There are times in this book when the authors extend to Franco and his regime the full benefit of doubt. Here are two examples. The first is the Pazo de Meirás, the dictator’s palatial private residence in his native Galicia, that was, according to the dictatorship and the dictator’s family, a popular ‘gift’ (p. 213). Local residents might disagree about how voluntary this ‘gift’ was and how its acquisition was carried out. The second example is more serious because it deals with a human life. Julián Grimau, the Communist leader arrested and executed in 1963, may or may not have had a criminal ‘chekist’ past in Barcelona during the war, but the authors give full credence (page 405) to the official version that his injuries under police interrogation were the product of his attempt to escape through a window. Maybe the handcuffed man did indeed jump into a chair and then open the window and throw himself into the emptiness to commit suicide or, even worse, to embarrass the police? Or perhaps his captors went a bit too far in their session of torture? At any rate, Payne and Palacios are sure of the official version. I am not.
But these are minor points in a larger narrative that, generally speaking, presents Franco in a better light than his critics – including this reviewer – have typically done. For example, while the latter group has described Franco’s attitude towards his enemies as one of cruelty and a determination to punish very harshly and exhaustively, Payne and Palacios present the dictator as a relatively clement man, both during the war (p. 205) and after, when he supposedly gave several amnesties to prisoners in the 1940s (p. 293). In reality those were partial pardons. Amnesty for the crimes supposedly committed by his enemies during the war had to wait until 1969, 30 years after the regime had given an amnesty to its own supporters, in 1936. In the case of the latter, the decree that made it official claimed that Franco’s followers were unlikely to have committed any crimes in the first place.

▶ _TASKS TO COMPLETE_:
• a. Reproduce the stretch of the review from "But these are" through "the first place.".
• b. List every page number that the review cites from the book.
The items placed after the review are not needed for this exercise.

▶ _DATA PROVIDED_:
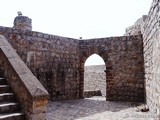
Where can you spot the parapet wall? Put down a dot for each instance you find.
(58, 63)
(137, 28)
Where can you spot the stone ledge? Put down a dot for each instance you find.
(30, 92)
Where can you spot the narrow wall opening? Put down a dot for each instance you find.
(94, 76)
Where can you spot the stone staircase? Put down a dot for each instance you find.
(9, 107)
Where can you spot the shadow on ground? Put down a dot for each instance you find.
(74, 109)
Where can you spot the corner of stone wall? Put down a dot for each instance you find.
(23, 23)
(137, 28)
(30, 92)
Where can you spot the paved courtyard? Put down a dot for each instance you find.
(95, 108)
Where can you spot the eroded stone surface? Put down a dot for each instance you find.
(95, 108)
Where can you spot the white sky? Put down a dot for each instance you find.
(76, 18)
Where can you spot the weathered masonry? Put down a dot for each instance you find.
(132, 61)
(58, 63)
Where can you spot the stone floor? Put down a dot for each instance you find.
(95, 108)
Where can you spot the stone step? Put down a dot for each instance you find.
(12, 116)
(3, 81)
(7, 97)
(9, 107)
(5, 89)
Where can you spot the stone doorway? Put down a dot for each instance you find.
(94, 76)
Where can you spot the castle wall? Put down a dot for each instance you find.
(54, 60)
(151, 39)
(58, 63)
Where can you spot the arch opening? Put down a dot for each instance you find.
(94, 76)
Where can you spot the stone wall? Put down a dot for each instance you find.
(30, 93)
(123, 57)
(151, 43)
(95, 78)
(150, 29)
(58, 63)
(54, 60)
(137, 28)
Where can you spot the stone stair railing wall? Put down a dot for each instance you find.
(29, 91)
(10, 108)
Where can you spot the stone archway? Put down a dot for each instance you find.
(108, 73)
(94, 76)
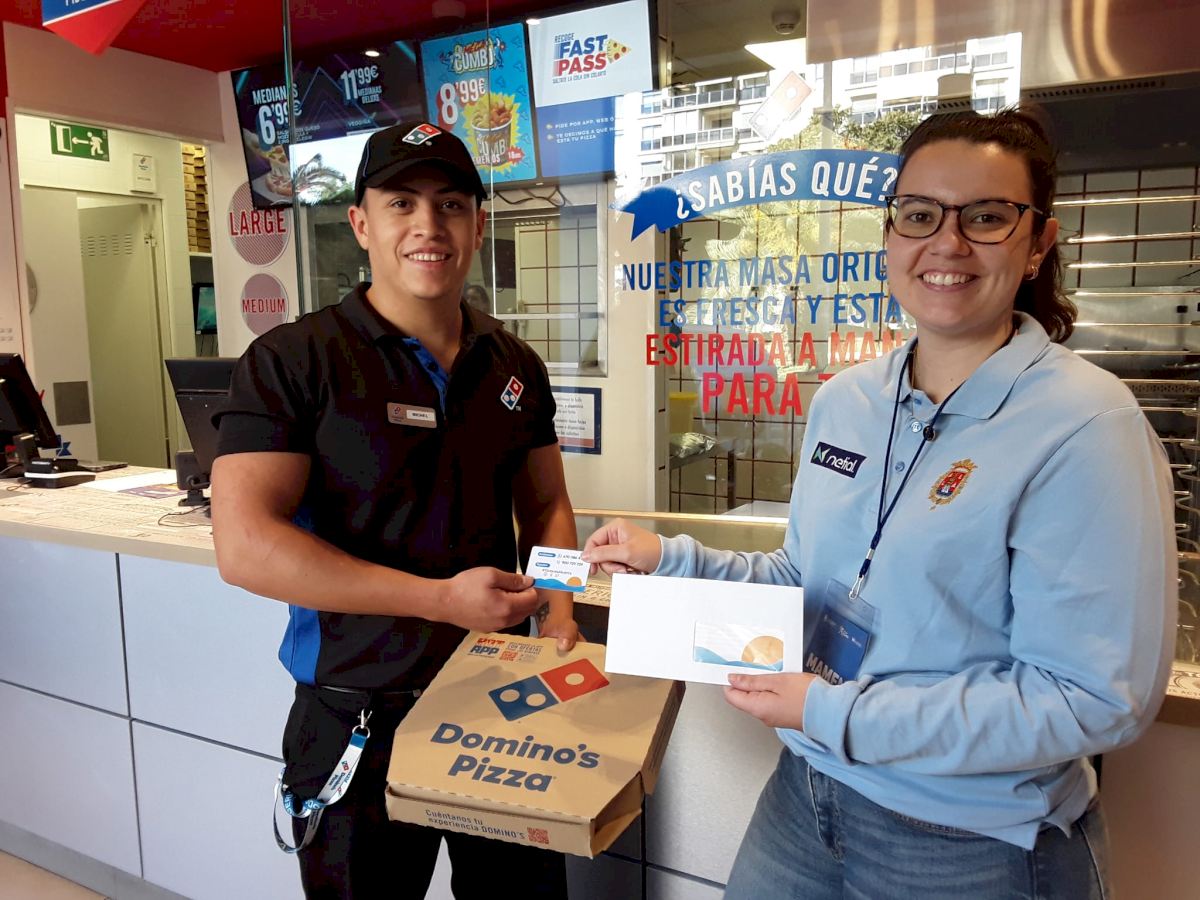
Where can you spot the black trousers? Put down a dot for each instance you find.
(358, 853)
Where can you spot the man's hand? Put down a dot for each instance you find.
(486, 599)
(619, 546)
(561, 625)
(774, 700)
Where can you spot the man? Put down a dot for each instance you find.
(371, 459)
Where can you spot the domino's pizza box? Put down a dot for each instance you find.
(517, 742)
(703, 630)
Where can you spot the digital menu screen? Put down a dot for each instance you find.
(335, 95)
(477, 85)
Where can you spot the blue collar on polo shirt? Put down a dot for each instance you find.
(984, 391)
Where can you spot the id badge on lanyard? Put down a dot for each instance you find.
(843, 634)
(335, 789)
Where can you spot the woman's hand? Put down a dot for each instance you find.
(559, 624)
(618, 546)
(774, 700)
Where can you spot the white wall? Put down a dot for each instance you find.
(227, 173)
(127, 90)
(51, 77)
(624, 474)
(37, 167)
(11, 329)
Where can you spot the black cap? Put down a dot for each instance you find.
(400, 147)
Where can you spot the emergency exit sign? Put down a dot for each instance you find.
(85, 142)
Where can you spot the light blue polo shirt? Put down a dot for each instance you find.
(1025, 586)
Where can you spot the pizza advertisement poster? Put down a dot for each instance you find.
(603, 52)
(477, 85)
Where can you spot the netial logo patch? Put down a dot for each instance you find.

▶ _TASK-BY-TASK OUTPUTS_:
• a.
But these are minor points in a larger narrative that, generally speaking, presents Franco in a better light than his critics – including this reviewer – have typically done. For example, while the latter group has described Franco’s attitude towards his enemies as one of cruelty and a determination to punish very harshly and exhaustively, Payne and Palacios present the dictator as a relatively clement man, both during the war (p. 205) and after, when he supposedly gave several amnesties to prisoners in the 1940s (p. 293). In reality those were partial pardons. Amnesty for the crimes supposedly committed by his enemies during the war had to wait until 1969, 30 years after the regime had given an amnesty to its own supporters, in 1936. In the case of the latter, the decree that made it official claimed that Franco’s followers were unlikely to have committed any crimes in the first place.

• b. 213, 405, 205, 293